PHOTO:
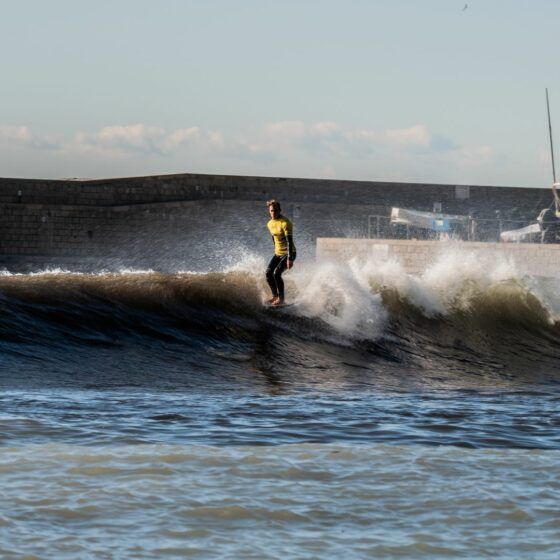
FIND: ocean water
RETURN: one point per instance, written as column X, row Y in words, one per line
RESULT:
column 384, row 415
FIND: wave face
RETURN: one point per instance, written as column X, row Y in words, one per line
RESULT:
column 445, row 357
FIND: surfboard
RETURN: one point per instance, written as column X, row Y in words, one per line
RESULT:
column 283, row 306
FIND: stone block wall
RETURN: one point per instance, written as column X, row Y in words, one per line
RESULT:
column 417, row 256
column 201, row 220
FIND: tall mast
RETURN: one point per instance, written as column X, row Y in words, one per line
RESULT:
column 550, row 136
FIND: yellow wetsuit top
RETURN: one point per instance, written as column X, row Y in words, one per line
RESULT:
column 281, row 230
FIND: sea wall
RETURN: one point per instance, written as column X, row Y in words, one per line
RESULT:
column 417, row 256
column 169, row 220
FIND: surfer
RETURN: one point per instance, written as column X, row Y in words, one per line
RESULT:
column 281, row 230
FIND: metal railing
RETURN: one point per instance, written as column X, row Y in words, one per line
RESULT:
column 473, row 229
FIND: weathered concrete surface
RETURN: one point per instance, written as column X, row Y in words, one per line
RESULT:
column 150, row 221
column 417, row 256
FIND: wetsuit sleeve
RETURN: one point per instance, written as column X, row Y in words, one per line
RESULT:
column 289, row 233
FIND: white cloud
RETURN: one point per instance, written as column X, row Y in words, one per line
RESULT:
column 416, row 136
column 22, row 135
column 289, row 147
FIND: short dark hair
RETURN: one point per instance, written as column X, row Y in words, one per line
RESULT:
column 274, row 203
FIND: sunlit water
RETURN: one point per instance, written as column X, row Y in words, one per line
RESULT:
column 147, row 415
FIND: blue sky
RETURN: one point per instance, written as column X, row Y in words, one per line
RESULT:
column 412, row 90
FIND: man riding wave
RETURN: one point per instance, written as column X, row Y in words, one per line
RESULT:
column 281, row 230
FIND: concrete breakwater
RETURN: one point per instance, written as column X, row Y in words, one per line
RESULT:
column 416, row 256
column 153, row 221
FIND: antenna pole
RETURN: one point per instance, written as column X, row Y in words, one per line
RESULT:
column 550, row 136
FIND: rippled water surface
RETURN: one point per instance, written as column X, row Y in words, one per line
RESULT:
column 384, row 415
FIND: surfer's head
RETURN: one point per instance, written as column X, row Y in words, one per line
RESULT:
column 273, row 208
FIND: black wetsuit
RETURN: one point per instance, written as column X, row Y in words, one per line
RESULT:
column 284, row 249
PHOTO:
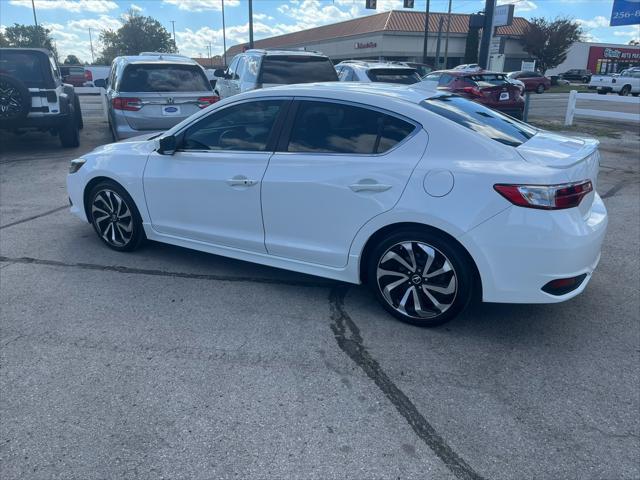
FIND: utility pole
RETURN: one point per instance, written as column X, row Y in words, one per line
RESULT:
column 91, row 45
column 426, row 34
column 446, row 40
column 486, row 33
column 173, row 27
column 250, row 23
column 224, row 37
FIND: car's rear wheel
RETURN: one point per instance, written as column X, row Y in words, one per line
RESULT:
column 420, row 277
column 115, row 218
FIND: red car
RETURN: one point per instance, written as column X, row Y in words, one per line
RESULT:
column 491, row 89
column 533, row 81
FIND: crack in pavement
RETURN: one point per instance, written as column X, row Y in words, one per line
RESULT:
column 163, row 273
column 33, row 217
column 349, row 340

## [TASK TO COMPLETE]
Would you print the listing above in full, exactly, but with no pictures?

## [OUTPUT BELOW]
PHOTO:
FIND: ocean water
RETURN: one point per instance, written as column X, row Y in words, one per line
RESULT:
column 384, row 415
FIND: wave face
RETURN: one point per instance, written as column X, row Y in words, one per line
RESULT:
column 445, row 357
FIND: surfboard
RETURN: one point per instance, written as column X, row Y in words, one per line
RESULT:
column 283, row 306
FIND: stone block wall
RETURN: one point per instance, written as column X, row Y in words, one per line
RESULT:
column 417, row 256
column 201, row 220
FIND: tall mast
RETURN: one point per instance, written as column X, row Y in words, one per line
RESULT:
column 550, row 136
FIND: yellow wetsuit top
RETURN: one point per instance, written as column X, row Y in words, one per line
RESULT:
column 281, row 230
FIND: sea wall
RETURN: one point per instance, written as column X, row Y in words, one per line
RESULT:
column 417, row 256
column 169, row 220
FIND: surfer
RETURN: one point per instance, written as column X, row Y in words, one per line
RESULT:
column 281, row 230
FIND: metal railing
RETURN: one point per instance, written as column X, row Y in words, one per line
RESULT:
column 473, row 229
FIND: weathered concrete surface
RETURN: one point per instance, written as column X, row Y in words, one per line
RESULT:
column 150, row 221
column 417, row 256
FIND: wetsuit sleeve
RETURN: one point per instance, written as column X, row Y in words, one per line
RESULT:
column 289, row 233
FIND: white cloud
RETURN: one point per instance, written as column X, row Y in words, one per line
RESULT:
column 416, row 136
column 22, row 135
column 289, row 147
FIND: short dark hair
RETURN: one point per instance, written as column X, row Y in words, one per line
RESULT:
column 274, row 203
FIND: sunlit water
RETURN: one point per instance, written as column X, row Y in words, one per line
RESULT:
column 147, row 415
FIND: blue sky
RETURN: one point per instance, written as column X, row Y in words, one per line
RESULT:
column 412, row 90
FIND: man riding wave
RETURN: one point per instance, written as column X, row Y in words, one per line
RESULT:
column 281, row 230
FIND: concrete breakwater
RETURN: one point per instance, written as column X, row Y in words, one per line
RESULT:
column 416, row 256
column 153, row 221
FIND: antenna pole
RETURN: one point per instance, written as column X, row Y in words, one per line
RESULT:
column 550, row 136
FIND: rippled water surface
RETURN: one point per instance, written as column X, row Y in words, one per line
RESULT:
column 384, row 415
FIND: surfer's head
RETURN: one point per instance, written as column X, row Y in words, one per line
RESULT:
column 273, row 208
FIND: black wetsuit
RETURN: one point per instance, written as column X, row Y in words, one per line
RESULT:
column 284, row 249
PHOTO:
FIND: utility pole
RETURN: one point per instance, written as column X, row Y in words, one per line
RESULT:
column 91, row 45
column 426, row 34
column 446, row 40
column 486, row 33
column 173, row 27
column 250, row 23
column 224, row 37
FIND: car's rear wheel
RETURN: one point per instance, written as column X, row Y in words, one per line
RESULT:
column 420, row 277
column 115, row 218
FIND: red car
RETURN: one point per instance, written as column X, row Y in words, one per line
RESULT:
column 491, row 89
column 533, row 81
FIND: crack in pavement
RETURN: one point per instance, written as column X, row Y in words, one per line
RESULT:
column 163, row 273
column 33, row 217
column 349, row 340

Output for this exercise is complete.